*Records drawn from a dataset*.
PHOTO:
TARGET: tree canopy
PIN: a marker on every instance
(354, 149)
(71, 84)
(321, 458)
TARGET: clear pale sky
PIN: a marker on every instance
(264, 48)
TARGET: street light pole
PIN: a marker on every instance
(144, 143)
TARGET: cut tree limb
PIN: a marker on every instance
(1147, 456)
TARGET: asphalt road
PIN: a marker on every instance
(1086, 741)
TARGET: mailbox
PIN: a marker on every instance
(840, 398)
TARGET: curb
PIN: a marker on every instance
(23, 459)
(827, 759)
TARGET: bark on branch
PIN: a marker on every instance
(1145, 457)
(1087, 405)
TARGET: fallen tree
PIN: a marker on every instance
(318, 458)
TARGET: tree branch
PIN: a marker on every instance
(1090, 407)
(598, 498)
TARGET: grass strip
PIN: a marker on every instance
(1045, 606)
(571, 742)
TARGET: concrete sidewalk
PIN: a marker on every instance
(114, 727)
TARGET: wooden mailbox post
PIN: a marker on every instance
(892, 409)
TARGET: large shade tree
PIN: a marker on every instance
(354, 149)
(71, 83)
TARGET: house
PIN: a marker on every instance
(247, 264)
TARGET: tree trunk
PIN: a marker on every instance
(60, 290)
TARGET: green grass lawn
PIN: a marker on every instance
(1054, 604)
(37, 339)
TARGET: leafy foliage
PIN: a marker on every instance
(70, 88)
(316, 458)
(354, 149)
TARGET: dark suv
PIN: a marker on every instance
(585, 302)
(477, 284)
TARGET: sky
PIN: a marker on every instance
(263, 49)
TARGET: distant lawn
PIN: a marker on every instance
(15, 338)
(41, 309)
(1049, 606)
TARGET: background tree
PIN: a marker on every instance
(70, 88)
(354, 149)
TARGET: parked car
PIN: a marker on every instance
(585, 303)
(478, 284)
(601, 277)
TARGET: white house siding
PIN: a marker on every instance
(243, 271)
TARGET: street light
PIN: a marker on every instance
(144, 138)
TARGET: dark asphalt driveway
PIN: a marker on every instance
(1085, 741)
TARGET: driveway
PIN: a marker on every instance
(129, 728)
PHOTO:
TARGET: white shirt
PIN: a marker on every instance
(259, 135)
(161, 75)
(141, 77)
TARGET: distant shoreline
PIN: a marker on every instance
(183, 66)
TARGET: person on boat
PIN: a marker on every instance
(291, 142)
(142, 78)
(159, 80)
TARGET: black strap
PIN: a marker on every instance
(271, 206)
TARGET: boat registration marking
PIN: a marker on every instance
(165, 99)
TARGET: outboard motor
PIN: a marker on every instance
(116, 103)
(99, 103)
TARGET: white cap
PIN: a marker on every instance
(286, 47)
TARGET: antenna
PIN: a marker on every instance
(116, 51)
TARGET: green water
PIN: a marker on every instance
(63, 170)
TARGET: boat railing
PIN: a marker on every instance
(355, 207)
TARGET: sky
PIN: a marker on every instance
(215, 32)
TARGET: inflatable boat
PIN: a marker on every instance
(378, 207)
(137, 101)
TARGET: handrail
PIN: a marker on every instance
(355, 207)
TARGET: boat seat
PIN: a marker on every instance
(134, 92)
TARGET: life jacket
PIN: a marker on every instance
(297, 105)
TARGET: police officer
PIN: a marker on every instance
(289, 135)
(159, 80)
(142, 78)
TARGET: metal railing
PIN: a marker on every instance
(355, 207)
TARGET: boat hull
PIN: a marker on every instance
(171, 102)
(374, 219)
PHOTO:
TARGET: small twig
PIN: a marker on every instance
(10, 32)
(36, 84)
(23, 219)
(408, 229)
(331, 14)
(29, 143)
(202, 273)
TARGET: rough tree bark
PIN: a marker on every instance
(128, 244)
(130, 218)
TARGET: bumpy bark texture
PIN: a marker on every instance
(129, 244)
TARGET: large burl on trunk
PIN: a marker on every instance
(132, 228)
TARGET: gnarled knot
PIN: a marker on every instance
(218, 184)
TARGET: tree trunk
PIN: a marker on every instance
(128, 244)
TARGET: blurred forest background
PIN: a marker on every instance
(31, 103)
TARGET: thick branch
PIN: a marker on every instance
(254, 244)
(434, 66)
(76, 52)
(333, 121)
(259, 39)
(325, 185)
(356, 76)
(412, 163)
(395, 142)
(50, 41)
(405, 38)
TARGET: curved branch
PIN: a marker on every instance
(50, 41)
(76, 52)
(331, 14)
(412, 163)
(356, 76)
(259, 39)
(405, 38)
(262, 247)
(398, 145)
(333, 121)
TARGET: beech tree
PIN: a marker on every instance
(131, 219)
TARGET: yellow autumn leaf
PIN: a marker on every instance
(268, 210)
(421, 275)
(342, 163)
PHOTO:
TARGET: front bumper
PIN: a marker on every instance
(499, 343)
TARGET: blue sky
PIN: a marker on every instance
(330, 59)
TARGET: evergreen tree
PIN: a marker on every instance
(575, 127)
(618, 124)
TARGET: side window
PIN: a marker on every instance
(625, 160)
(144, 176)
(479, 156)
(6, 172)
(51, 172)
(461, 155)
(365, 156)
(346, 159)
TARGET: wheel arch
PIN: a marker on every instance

*What the task requires*.
Please show every line above that includes the word "distant".

*Exercise response*.
TARGET: distant lawn
TARGET: distant shoreline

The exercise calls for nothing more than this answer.